RICHIESTA 1.
Elenca i verbi al passato remoto presenti nel brano, scrivendo ogni forma una volta sola.
RICHIESTA 2.
Ricopia dal brano il passo che va da «Ma quella foto» fino a «sua distruttività produce.» compreso.
-------- BRANO --------
Ma quella foto mi ha fatto pensare anche a qualcosa di più recente, perché l’immagine dà l’idea di una costruzione che esplode a causa di un intensissimo calore interno: è ciò che accadde con l’esplosione atomica a Hiroshima e Nagasaki. In quella occasione sapemmo chi fu, ma chi fu non vide e non sentì: questa è la tragica differenza. Oggi ci sono i droni, strumenti sempre più perfetti per allontanare l’uomo da quello che la sua distruttività produce.
Vorrei che non diventassimo droni, strumenti per produrre macerie di cui poi non ce ne facciamo carico.
L'obiettivo non è certo quello di *disfarsi di ogni speranza, evitando così altre disillusioni* (Mayoor)ma è quello di assumerci le nostre responsabilità. Perchè l'emergere della speranza (qui non intesa come Virtù)non avviene per opera dello spirito santo ma come esito del faticoso conflitto interiore tra le nostre istanze arcaiche distruttive e quelle più mature, aggressive.


Anonimo ha detto...

sempre io, R.S.
ho 'sincopato' nell'espressione *qualcosa di più recente*: intendevo dire "qualcosa la cui proliferazione nefasta la vediamo ben espressa nei recenti conflitti".
Scusate.

Anonimo ha detto...
-------- DATI FORNITI --------
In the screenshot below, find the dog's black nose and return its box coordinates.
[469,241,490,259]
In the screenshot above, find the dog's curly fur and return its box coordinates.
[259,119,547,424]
--------
RISPOSTA 1.
accadde, sapemmo, fu, vide, sentì

RISPOSTA 2.
Ma quella foto mi ha fatto pensare anche a qualcosa di più recente, perché l’immagine dà l’idea di una costruzione che esplode a causa di un intensissimo calore interno: è ciò che accadde con l’esplosione atomica a Hiroshima e Nagasaki. In quella occasione sapemmo chi fu, ma chi fu non vide e non sentì: questa è la tragica differenza. Oggi ci sono i droni, strumenti sempre più perfetti per allontanare l’uomo da quello che la sua distruttività produce.